- TASK STATEMENT: Reproduce the part of the Madoff scandal article that opens with the words "Stakeholders in the" and ends after the words "Direct Entity Investors.", keeping every word unchanged.

Stakeholders in the Madoff Scandal and Their Need to Act Promptly and Proactively – Installment 3January 27, 2009 – Articles White Collar Compliance & Defense Blog
This is the third in a series of Installments that will discuss some of the threshold issues that face the manifold stakeholders who have been materially affected by the Bernard L. Madoff scandal, allegedly the longest, most widespread and financially devastating Ponzi scheme on record. All potential stakeholders should consult professional advisors promptly to have their positions evaluated.
We will continue by discussing Direct Entity Investors.
Direct Entity Investors (“DEI”) that are charitable entities and foundations (“501(c)(3) Entities”)
Perhaps the most perplexing and concerning group of Madoff victims is the long list of charitable organizations that have reportedly lost many millions of dollars in their endowment funds through investments with Madoff. A number of 501(c)(3) Entities have even been forced to abruptly cease their operations.

- GIVEN DATA:
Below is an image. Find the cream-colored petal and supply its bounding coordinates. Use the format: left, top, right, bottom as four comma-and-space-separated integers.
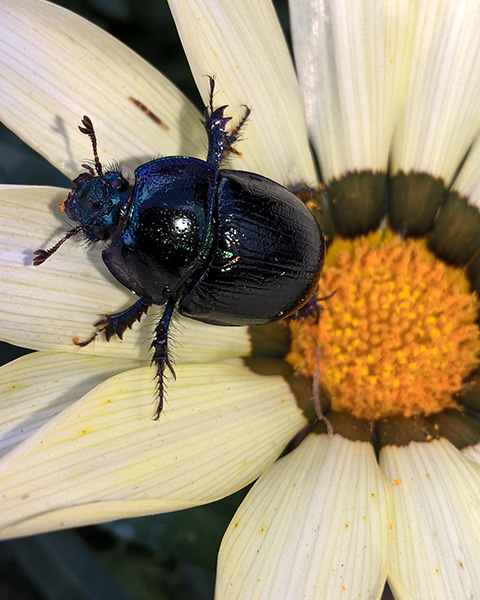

- ANSWER FOR THIS EXERCISE:
Stakeholders in the Madoff Scandal and Their Need to Act Promptly and Proactively – Installment 3January 27, 2009 – Articles White Collar Compliance & Defense Blog
This is the third in a series of Installments that will discuss some of the threshold issues that face the manifold stakeholders who have been materially affected by the Bernard L. Madoff scandal, allegedly the longest, most widespread and financially devastating Ponzi scheme on record. All potential stakeholders should consult professional advisors promptly to have their positions evaluated.
We will continue by discussing Direct Entity Investors.